Top of INFORMATION GIVEN

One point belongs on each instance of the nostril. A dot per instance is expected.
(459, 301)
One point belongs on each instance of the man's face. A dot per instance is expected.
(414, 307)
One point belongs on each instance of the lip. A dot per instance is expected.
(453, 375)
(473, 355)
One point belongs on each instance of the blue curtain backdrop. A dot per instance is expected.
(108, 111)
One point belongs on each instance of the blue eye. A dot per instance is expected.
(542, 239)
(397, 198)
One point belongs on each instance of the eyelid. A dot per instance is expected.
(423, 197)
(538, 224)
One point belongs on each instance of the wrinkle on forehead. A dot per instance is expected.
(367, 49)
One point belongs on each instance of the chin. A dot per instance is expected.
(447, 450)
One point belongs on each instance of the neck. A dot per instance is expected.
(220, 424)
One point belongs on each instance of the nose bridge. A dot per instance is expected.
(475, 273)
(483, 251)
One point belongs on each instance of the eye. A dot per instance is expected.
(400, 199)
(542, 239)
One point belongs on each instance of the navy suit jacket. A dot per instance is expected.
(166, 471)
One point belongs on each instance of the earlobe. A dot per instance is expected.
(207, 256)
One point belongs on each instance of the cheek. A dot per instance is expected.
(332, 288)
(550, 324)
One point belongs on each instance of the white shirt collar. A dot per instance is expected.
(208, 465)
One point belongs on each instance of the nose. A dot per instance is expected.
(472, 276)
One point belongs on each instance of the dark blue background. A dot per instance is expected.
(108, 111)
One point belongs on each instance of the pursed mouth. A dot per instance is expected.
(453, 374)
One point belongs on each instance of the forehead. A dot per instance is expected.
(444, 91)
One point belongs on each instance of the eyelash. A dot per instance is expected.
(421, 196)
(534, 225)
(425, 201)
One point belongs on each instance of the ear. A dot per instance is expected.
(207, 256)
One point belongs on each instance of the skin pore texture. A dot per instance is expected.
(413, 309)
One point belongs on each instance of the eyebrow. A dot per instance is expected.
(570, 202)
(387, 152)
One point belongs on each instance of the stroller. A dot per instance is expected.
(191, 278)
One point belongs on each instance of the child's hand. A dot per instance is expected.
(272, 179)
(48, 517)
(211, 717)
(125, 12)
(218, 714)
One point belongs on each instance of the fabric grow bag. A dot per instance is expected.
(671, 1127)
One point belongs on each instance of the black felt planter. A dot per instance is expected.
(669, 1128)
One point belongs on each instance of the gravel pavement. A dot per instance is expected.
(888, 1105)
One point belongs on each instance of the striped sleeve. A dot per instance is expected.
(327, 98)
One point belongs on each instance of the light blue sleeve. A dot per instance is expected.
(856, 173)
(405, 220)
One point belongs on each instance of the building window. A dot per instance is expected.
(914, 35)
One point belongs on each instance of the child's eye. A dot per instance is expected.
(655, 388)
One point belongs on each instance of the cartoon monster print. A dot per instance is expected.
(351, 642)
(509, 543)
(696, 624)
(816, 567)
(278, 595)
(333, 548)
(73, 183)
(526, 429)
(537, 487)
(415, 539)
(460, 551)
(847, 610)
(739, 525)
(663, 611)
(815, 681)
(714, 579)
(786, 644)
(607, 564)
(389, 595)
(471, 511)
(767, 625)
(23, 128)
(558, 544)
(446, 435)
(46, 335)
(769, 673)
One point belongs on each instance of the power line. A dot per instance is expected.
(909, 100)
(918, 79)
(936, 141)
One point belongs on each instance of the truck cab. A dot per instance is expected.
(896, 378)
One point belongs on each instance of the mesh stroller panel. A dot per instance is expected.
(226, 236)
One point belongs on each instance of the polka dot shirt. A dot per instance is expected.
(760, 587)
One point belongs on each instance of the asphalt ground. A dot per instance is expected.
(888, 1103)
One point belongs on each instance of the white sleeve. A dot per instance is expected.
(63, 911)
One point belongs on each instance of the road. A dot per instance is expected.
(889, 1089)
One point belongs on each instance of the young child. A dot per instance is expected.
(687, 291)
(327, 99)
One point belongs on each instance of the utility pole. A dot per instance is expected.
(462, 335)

Bottom of INFORMATION GIVEN

THE PROBLEM. Each record above should be set down again in its exact wording.

YOUR SOLUTION.
One point belongs on each instance of the nostril. A dot per instance is expected.
(459, 301)
One point belongs on each instance of the man's face. A dot per instance is expected.
(414, 307)
One point belongs on each instance of the lip. A dot per instance is expected.
(453, 375)
(473, 355)
One point belongs on each instance of the blue curtain backdrop. A dot per instance is expected.
(108, 111)
One point belongs on each instance of the blue eye. A dot per instance is expected.
(542, 239)
(397, 198)
One point belongs on each instance of the eyelid. A dot per instance is expected.
(423, 197)
(538, 224)
One point belongs on each instance of the wrinkle on forehead. A dot per instance is expected.
(367, 49)
One point belongs on each instance of the chin. A dot per instance is expected.
(447, 450)
One point belongs on each instance of the neck. A dot per instance is expected.
(220, 424)
One point belongs on each instance of the nose bridge. A dot per instance is expected.
(475, 273)
(483, 251)
One point belongs on each instance of the eye. A dot per instance is expected.
(400, 199)
(542, 239)
One point belongs on each instance of the navy suit jacket. A dot per instance is expected.
(166, 471)
One point belongs on each instance of the earlobe. A dot per instance is expected.
(207, 256)
One point belongs on each instance of the cheek. A dot per instance is expected.
(332, 288)
(550, 324)
One point belongs on each instance of the white shirt collar. A dot per instance is expected.
(208, 465)
One point belongs on each instance of the nose. A dot per instance is expected.
(472, 276)
One point belongs on each instance of the dark blue background. A dot per instance is expected.
(108, 111)
One point belongs on each instance of the pursed mouth. A dot per instance is expected.
(453, 374)
One point belongs on each instance of the forehead. A dot per instance is expected.
(444, 91)
One point belongs on each instance of the eyelash. A dot per instance is expected.
(421, 196)
(534, 225)
(425, 201)
One point belongs on each instance of the ear. A dot per instance is expected.
(207, 256)
One point belongs on each instance of the skin pore texture. A dot per instance is expected.
(413, 309)
One point belongs on each instance of the eyebrow. A dot per instance is expected.
(570, 202)
(387, 152)
One point belongs on each instance of the stroller. A dot per instance is expected.
(191, 278)
One point belongs on each instance of the child's hand. A dot per instance is expected.
(272, 179)
(48, 517)
(211, 717)
(125, 12)
(218, 714)
One point belongs on each instance of the fabric grow bag. A dot per instance is expected.
(671, 1127)
One point belongs on each instance of the black felt planter. A dot per instance is expected.
(669, 1128)
One point belongs on each instance of the gravel pavement. A dot per instance is expected.
(888, 1105)
One point belongs on each instance of the striped sleeve. A dot per instance is expected.
(327, 98)
One point belongs on each instance of the light blue sleeve. A dot per instance is expected.
(856, 173)
(405, 220)
One point belongs on each instance of the building window. A dot per instance is expected.
(914, 35)
One point belongs on each instance of the child's eye. A dot per instance is expected.
(655, 388)
One point belongs on each instance of the cartoon monster print. A dot per instance is expected.
(351, 642)
(509, 543)
(696, 624)
(816, 567)
(278, 595)
(333, 548)
(73, 183)
(526, 429)
(537, 487)
(415, 539)
(460, 551)
(847, 610)
(739, 525)
(663, 611)
(815, 681)
(714, 579)
(786, 644)
(607, 564)
(389, 595)
(471, 511)
(767, 625)
(23, 128)
(558, 544)
(446, 435)
(46, 335)
(769, 673)
One point belongs on each instance of the power line. A dot per instance is expected.
(909, 100)
(918, 79)
(936, 141)
One point belongs on each instance of the truck cab. A dot per instance is expected.
(896, 378)
One point belongs on each instance of the mesh stroller panel. A dot per instance is expected.
(226, 236)
One point belongs on each instance of the polka dot shirt. A dot per instance is expected.
(760, 587)
One point belongs on each instance of the asphalt ground. A dot per instance is expected.
(888, 1103)
One point belongs on each instance of the white sleeve. A dot per instance is expected.
(63, 911)
One point belongs on each instance of the road. A dot per instance is expected.
(889, 1089)
One point belongs on each instance of the young child. A dot per instance is expected.
(687, 291)
(327, 99)
One point belongs on each instance of the utility pole. A dot per instance is expected.
(462, 335)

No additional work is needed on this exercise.